[Goal of the exercise] Filter the records below, copying each line that contains the word "rope".

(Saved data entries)
________________________________________

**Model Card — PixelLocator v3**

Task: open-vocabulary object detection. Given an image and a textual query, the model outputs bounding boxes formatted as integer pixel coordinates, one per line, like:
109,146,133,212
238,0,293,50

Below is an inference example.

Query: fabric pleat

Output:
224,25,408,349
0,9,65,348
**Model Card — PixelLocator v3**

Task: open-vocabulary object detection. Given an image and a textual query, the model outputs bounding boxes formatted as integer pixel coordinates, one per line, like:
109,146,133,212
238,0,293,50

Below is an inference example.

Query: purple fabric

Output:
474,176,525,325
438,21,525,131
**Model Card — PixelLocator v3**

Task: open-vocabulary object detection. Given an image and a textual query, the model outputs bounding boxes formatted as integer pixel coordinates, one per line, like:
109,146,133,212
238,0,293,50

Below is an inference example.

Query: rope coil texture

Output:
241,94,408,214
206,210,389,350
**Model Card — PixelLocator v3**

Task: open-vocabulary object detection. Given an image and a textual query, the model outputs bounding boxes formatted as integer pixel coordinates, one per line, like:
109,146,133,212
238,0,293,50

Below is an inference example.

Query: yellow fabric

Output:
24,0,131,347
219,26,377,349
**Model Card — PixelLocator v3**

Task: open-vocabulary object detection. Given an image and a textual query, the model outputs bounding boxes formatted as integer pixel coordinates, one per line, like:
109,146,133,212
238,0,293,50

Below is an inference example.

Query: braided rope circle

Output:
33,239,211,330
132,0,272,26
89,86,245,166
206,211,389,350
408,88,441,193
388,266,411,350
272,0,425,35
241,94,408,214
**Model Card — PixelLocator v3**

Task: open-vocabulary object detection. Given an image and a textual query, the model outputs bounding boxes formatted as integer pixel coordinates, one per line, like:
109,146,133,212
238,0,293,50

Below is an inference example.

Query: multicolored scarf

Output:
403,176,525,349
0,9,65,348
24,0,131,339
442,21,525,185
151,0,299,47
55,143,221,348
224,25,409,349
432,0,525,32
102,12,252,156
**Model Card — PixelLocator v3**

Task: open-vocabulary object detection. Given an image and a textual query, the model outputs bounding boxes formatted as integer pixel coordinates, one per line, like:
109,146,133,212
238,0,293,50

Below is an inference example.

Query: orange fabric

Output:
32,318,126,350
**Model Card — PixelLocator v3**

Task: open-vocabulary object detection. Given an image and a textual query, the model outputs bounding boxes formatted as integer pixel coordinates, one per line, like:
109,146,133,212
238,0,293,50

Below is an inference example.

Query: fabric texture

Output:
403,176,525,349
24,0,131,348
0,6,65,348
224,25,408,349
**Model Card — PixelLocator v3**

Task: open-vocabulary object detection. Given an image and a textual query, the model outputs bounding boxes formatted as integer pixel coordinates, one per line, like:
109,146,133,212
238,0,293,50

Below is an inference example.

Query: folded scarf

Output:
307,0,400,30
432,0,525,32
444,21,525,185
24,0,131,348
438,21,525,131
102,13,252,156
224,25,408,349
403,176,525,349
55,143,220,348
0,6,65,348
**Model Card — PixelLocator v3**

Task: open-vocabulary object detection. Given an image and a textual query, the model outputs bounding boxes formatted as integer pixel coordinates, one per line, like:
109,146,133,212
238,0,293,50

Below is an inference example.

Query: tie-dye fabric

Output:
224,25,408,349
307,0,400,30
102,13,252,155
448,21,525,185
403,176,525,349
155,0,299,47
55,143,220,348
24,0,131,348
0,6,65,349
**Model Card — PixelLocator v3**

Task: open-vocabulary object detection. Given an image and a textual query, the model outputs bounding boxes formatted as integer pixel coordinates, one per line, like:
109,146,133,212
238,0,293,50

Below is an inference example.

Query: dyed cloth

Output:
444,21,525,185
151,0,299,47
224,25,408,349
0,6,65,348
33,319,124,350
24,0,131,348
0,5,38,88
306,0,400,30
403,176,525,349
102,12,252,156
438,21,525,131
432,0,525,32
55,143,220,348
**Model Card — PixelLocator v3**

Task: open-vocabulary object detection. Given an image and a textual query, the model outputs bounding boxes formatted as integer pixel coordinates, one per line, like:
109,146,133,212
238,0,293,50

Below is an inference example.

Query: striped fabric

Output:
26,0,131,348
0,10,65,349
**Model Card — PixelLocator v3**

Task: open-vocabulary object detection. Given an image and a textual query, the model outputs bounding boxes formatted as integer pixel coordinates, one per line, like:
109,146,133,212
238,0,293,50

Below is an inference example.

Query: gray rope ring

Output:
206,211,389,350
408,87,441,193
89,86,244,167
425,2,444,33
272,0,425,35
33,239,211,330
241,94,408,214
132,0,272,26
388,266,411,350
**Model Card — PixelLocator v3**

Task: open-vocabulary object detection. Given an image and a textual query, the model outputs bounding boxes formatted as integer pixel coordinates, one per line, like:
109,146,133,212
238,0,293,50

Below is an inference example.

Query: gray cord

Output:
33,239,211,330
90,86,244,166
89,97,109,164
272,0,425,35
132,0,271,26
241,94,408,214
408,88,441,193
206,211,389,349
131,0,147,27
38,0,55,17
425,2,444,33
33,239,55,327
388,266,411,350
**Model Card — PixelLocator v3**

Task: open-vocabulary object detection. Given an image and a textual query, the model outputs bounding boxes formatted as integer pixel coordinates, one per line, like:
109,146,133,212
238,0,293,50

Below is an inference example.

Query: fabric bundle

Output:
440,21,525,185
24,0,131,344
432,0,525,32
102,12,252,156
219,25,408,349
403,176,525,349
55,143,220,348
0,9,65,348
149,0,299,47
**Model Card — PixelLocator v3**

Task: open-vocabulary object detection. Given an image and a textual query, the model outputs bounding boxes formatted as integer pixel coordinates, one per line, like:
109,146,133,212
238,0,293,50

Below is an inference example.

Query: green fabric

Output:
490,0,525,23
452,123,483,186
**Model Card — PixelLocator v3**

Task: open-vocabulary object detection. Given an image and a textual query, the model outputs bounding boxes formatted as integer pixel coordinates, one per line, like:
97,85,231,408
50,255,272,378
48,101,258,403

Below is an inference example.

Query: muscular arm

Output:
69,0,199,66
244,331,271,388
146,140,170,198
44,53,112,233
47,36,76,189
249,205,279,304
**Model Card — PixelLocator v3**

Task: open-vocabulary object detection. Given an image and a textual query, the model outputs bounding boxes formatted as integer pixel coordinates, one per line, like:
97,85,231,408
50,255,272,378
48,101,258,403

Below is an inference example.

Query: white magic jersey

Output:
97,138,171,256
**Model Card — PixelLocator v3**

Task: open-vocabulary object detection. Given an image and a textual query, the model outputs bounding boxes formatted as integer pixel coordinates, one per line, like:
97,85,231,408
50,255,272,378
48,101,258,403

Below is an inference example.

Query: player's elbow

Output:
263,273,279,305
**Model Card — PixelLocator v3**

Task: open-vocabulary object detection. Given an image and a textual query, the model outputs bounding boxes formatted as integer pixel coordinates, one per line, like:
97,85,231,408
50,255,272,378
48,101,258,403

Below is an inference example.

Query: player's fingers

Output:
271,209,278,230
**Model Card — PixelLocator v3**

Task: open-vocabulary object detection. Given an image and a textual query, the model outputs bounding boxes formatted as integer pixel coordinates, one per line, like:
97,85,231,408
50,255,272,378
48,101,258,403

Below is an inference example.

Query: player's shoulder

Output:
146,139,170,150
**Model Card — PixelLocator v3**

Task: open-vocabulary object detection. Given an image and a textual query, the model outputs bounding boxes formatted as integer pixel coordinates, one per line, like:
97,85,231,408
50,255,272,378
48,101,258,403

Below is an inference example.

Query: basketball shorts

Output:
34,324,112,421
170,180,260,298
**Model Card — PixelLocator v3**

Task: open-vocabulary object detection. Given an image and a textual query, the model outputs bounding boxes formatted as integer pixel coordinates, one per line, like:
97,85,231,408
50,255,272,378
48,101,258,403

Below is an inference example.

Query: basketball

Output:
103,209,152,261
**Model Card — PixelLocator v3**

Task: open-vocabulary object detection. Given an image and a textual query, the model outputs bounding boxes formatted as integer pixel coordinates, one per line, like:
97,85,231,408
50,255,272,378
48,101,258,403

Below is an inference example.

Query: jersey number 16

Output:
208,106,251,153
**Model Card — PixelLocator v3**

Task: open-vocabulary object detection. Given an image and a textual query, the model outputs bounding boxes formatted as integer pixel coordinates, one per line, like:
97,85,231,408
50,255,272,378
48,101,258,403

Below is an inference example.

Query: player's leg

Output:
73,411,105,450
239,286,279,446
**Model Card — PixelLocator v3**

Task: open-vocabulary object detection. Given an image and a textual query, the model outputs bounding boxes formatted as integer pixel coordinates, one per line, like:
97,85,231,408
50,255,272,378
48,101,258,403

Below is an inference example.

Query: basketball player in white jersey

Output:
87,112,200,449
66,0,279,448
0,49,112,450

________________________________________

[Reply]
Query: rope coil texture
Query: braided rope circle
Query: gray rope ring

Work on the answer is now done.